## To do
a - Reproduce the SQL insert passage below word for word, from "As a shortcut, you" to "to accept nulls.".
b - According to the SQL insert passage below, in what order must values be supplied when an INSERT statement omits the column list?
c - Pick up the SQL insert passage below from its final sentence and keep writing it.

# Provided text start

As a shortcut, you can omit the column list in an INSERT statement:
insert into dept values (50,'PROGRAMMING','BALTIMORE')
However, if you do not list your target columns, you must insert into all of the columns in the table and be mindful of the order of the values in the VALUES list; you must supply values in the same order in which the database displays columns in response to a SELECT * query. Either way, you should be mindful of column constraints because if you don’t insert into every column, you are will create a row where some values are null. This can cause an error if there are columns constrained not to accept nulls.
4.2 Inserting Default Values
Problem
A table can be defined to take default values for specific columns. You want to insert a row of default values without having to specify those values.
Consider the following table:
create table D (id integer default 0)
You want to insert zero without explicitly specifying zero in the values list of an INSERT statement. You want to explicitly insert the default, whatever that default is.

# Provided text end
# Information supplied start

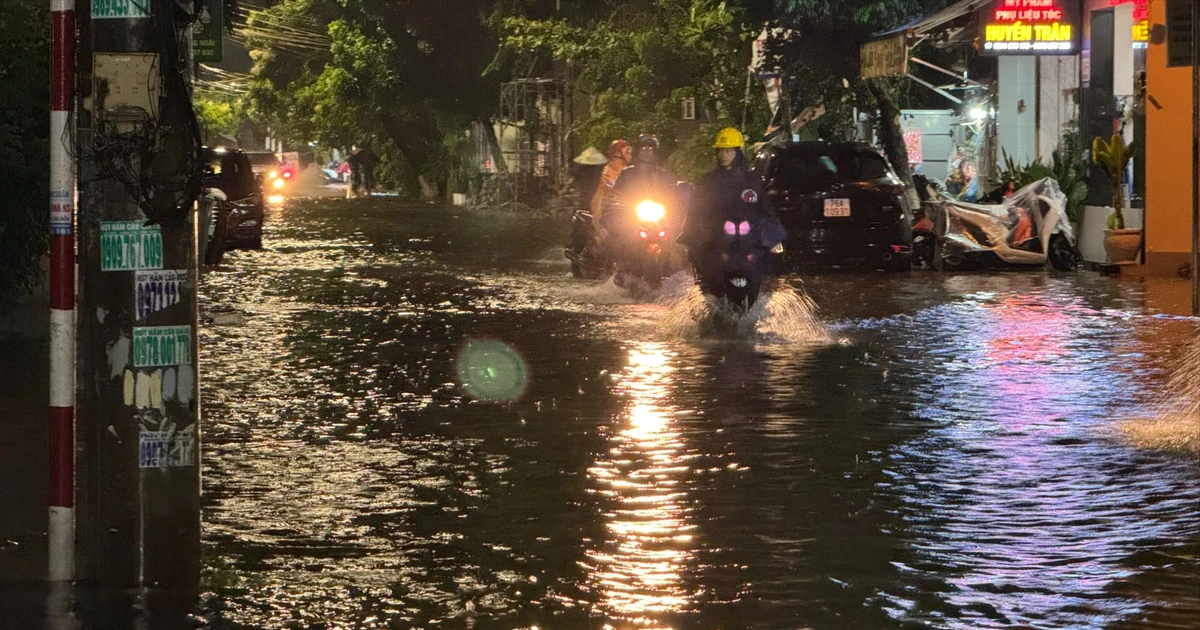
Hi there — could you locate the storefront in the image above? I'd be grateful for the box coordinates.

# Information supplied end

## Responses to the exercise
a -
As a shortcut, you can omit the column list in an INSERT statement:
insert into dept values (50,'PROGRAMMING','BALTIMORE')
However, if you do not list your target columns, you must insert into all of the columns in the table and be mindful of the order of the values in the VALUES list; you must supply values in the same order in which the database displays columns in response to a SELECT * query. Either way, you should be mindful of column constraints because if you don’t insert into every column, you are will create a row where some values are null. This can cause an error if there are columns constrained not to accept nulls.

b - In the same order in which the database displays columns in response to a SELECT * query.

c -
Solution
All brands support the use of the DEFAULT keyword as a way of explicitly specifying the default value for a column. Some brands provide additional ways to solve the problem.
The following example illustrates the use of the DEFAULT keyword:
insert into D values (default)
You may also explicitly specify the column name, which you’ll need to do anytime you are not inserting into all columns of a table:
insert into D (id) values (default)
Oracle8i Database and prior versions do not support the DEFAULT keyword. Prior to Oracle9i Database, there was no way to explicitly insert a default column value.
MySQL allows you to specify an empty values list if all columns have a default value defined:
insert into D values ()
In this case, all columns will be set to their default values.
PostgreSQL and SQL Server support a DEFAULT VALUES clause:
insert into D default values
The DEFAULT VALUES clause causes all columns to take on their default values.
Discussion
The DEFAULT keyword in the values list will insert the value that was specified as the default for a particular column during table creation. The keyword is available for all DBMSs.
MySQL, PostgreSQL, and SQL Server users have another option available if all columns in the table are defined with a default value (as table D is in this case). You may use an empty VALUES list (MySQL) or specify the DEFAULT VALUES clause (PostgreSQL and SQL Server) to create a new row with all default values; otherwise, you need to specify DEFAULT for each column in the table.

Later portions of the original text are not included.